§ **Exercise prompt**
Pull every line of the material below word for word, leaving the pictures out of your answer.

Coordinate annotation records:
--- START ---

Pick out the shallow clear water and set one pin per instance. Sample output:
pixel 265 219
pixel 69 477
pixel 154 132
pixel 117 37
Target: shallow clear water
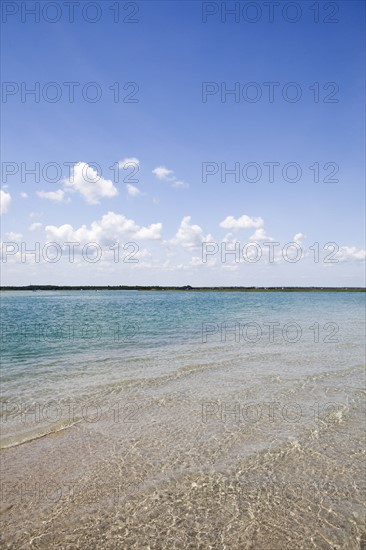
pixel 183 419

--- END ---

§ **Finished answer**
Pick out the shallow clear water and set one pin per instance. Sample output:
pixel 265 219
pixel 69 477
pixel 154 132
pixel 117 37
Target: shallow clear water
pixel 183 419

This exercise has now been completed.